[Things to do]
a) In the forum thread about a kernel's global const float under SDK 2.3, what declaration does the reply suggest for centerFactor?
b) From the forum thread on kernel const floats, reproduce the passage from "When i'm running" to "the problem persists.".
c) Pick up the forum thread about the SDK 2.3 kernel whose global const float reads as 0.0f, and carry it on from its last post.

[Document excerpt]
________________
Hello everybody,
I just discovered that one of my kernels which ran fine with SDK 2.2 doesn't have its global const floats initialized with SDK 2.3:
I'm debugging the CPU version of my kernel and the debugger shows me that the value of my global "const float centerFactor = 0.75f * 0.75f;" variable declared inside the .cl-File evaluates to 0.0f. The results of the kernels calculations support this observation.
When i'm running the same kernel with SDK 2.2 the debugger shows that centerFactor evaluates to 0.5625 correctly and the calculations of the kernel are correct.
Has anybody observerd similar behaviour or can reproduce this?
If it's global and not scoped to a particular kernel, you should declare it as __constant float centerFactor.
Tried that - the problem persists.
________________
[Data extract]
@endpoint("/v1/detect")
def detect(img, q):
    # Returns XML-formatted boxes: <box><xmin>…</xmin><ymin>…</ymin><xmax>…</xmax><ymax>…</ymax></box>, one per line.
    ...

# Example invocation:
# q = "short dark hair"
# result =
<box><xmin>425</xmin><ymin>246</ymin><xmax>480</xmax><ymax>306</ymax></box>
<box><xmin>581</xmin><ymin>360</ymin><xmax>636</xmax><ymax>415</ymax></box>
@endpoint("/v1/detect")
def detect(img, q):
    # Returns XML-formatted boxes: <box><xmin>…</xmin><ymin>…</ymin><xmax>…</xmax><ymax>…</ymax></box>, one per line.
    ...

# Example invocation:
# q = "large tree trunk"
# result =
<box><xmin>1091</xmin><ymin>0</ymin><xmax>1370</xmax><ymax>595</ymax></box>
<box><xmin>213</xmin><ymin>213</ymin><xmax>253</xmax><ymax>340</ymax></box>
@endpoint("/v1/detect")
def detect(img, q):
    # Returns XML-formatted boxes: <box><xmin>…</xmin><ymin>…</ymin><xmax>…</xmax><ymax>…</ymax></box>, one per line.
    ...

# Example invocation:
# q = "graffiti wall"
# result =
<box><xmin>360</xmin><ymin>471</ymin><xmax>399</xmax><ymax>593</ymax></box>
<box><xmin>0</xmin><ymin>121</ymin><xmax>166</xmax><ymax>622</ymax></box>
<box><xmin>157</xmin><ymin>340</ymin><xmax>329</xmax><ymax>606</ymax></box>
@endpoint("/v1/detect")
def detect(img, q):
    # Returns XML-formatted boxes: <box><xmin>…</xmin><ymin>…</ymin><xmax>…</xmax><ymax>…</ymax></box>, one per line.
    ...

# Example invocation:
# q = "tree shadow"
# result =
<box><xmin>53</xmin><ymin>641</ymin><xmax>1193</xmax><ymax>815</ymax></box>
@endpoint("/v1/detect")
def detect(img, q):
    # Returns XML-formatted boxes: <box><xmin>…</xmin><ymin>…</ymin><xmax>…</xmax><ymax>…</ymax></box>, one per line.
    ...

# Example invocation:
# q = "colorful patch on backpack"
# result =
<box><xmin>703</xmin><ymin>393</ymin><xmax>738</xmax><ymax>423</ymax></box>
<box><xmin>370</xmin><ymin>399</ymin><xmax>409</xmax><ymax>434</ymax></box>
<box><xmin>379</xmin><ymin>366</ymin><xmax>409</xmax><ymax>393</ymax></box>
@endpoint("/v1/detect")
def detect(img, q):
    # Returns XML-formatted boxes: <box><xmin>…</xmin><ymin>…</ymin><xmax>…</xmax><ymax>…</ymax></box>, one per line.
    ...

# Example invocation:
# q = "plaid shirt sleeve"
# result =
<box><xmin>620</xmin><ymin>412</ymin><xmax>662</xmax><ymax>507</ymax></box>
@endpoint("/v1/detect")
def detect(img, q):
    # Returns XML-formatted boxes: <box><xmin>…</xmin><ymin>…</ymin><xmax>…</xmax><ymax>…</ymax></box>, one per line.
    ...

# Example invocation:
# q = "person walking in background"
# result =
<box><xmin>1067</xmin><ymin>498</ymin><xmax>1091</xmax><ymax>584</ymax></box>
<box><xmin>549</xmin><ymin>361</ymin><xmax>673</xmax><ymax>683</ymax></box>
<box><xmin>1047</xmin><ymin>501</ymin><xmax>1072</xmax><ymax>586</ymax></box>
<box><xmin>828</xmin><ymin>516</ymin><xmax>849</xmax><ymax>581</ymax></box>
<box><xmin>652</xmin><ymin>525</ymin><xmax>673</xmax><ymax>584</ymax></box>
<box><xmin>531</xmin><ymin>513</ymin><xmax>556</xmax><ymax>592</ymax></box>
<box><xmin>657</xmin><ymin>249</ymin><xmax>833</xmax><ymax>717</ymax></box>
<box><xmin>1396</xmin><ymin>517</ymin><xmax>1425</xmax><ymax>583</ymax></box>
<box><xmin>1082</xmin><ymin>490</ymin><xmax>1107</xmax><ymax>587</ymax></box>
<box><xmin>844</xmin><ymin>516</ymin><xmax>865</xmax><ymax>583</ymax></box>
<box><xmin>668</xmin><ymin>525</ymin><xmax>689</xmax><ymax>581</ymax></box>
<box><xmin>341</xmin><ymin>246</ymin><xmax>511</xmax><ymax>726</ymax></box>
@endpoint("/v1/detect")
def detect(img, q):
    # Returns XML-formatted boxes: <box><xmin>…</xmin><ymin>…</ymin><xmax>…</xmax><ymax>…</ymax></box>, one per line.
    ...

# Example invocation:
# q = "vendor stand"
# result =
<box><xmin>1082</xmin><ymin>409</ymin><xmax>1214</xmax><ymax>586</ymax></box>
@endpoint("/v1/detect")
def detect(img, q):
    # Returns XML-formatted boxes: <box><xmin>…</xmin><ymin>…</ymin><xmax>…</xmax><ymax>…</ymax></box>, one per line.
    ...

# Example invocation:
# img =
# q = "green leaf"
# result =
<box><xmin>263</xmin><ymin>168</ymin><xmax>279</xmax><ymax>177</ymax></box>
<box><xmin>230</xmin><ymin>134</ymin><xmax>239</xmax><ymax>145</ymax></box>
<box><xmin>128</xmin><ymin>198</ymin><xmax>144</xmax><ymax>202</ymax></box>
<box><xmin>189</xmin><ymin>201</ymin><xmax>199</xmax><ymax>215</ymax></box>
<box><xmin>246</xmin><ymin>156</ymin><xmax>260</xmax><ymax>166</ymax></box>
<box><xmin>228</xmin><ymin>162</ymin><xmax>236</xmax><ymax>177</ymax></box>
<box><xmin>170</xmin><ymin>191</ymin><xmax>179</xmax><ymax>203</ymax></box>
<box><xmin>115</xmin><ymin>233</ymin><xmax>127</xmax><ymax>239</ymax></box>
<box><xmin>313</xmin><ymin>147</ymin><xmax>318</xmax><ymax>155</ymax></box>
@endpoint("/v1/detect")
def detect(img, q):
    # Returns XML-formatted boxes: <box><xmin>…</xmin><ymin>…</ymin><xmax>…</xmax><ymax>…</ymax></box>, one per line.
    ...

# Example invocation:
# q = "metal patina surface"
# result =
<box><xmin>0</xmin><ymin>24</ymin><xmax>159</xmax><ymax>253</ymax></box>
________________
[Task responses]
a) __constant float centerFactor

b)
When i'm running the same kernel with SDK 2.2 the debugger shows that centerFactor evaluates to 0.5625 correctly and the calculations of the kernel are correct.
Has anybody observerd similar behaviour or can reproduce this?
If it's global and not scoped to a particular kernel, you should declare it as __constant float centerFactor.
Tried that - the problem persists.

c)
Just to make it clear I attached some skeletons of what I had before and what I changed:
// Before: const float centerFactor = 0.75f * 0.75f; __kernel void ScaleUp2(__global float* dst, __global float* src, int srcWidth, int srcHeight, int dstWidth) { ... // centerFactor evaluates to 0.0f here ... } // Now: __constant float centerFactor = 0.75f * 0.75f; __kernel void ScaleUp2(__global float* dst, __global float* src, int srcWidth, int srcHeight, int dstWidth) { ... // centerFactor evaluates to 0.0f here ... }
Tried something else: In the following code the debugger shows the three float variables switching from some random numbers to 0.0f when the numbers should be assigned.
In some other kernels constants work like they should - same for SDK 2.2 - weird...
__kernel void ScaleUp2(__global float* dst, __global float* src, int srcWidth, int srcHeight, int dstWidth) { float centerFactor = 0.5625f; float manhattenFactor = 0.1875f; float diagonalFactor = 0.0625f; // All three floats evaluate to 0.0f here... }
xmainframex,
I tried to reproduce it on my end but failed.
My system config is :
SDK 2.3
Driver 10.12
CPU AMD Athlon II x4 630 processor 2.81GHz
GPU HD 5770 (Juniper)
Os Windows Vista Ultimate 64 bit
I suggest you to send a precise testcase a streamdeveloper@amd.com.
Please mention your System configuration also.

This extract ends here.